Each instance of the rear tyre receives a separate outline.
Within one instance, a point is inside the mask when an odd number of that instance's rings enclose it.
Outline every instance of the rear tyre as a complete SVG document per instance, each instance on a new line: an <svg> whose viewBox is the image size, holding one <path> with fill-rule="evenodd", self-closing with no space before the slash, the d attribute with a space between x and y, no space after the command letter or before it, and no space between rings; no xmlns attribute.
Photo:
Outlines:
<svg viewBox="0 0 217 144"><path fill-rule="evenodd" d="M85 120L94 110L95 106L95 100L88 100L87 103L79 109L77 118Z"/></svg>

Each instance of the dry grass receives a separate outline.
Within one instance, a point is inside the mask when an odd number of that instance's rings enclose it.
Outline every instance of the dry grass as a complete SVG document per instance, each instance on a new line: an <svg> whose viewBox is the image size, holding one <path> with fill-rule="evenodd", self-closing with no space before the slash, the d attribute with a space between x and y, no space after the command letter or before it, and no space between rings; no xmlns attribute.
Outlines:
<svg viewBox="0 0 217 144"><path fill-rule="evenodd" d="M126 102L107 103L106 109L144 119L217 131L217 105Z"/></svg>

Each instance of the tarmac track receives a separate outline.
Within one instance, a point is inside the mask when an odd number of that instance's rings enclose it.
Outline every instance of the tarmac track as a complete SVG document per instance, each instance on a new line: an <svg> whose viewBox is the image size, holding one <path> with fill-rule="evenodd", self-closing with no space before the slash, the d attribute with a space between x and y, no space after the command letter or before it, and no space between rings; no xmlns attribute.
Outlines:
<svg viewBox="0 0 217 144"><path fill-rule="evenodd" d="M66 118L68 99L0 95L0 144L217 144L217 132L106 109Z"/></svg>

#####

• [What is required]:
Reproduce the records above with "tarmac track" swapped for "asphalt track" throughout, leaving everything else unchanged.

• [Solution]:
Each instance of the rear tyre receives a separate outline.
Within one instance, a point is inside the mask when an odd number of that instance's rings enclose it.
Outline every instance of the rear tyre as a complete SVG document per instance, each instance on a new line: an <svg> whose viewBox is the image size, holding one <path> with fill-rule="evenodd", self-closing with no space before the slash, the d attribute with a space between x and y, no space after the command letter or before it, and no space between rings; no xmlns attribute.
Photo:
Outlines:
<svg viewBox="0 0 217 144"><path fill-rule="evenodd" d="M85 120L94 110L95 106L95 100L88 100L87 103L79 109L77 118Z"/></svg>

Each instance of the dry grass receives a separate outline.
Within one instance, a point is inside the mask when an odd number of that instance's rings enclose it.
Outline every instance of the dry grass as a complete SVG document per instance, each instance on a new line: an <svg> whose viewBox is the image size, holding one <path> with fill-rule="evenodd", self-closing with no space before the slash, the d attribute with a space between x and y, no space after the command letter or before it, and no space between rings; no xmlns attribute.
Outlines:
<svg viewBox="0 0 217 144"><path fill-rule="evenodd" d="M126 102L107 103L106 109L144 119L217 131L217 105Z"/></svg>

Each instance of the asphalt track receives a separate outline.
Within one instance, a point is inside the mask when an odd number of that instance's rings enclose it.
Outline every instance of the asphalt track as a complete SVG document per instance, each instance on a new line: an <svg> whose viewBox is the image size, holding one <path> with fill-rule="evenodd", self-closing with no space before the slash, the d attribute with a space between x and y, no space after the command letter or before it, and no space between rings; no xmlns attribute.
Outlines:
<svg viewBox="0 0 217 144"><path fill-rule="evenodd" d="M66 118L68 99L0 95L0 144L217 144L217 132L106 109Z"/></svg>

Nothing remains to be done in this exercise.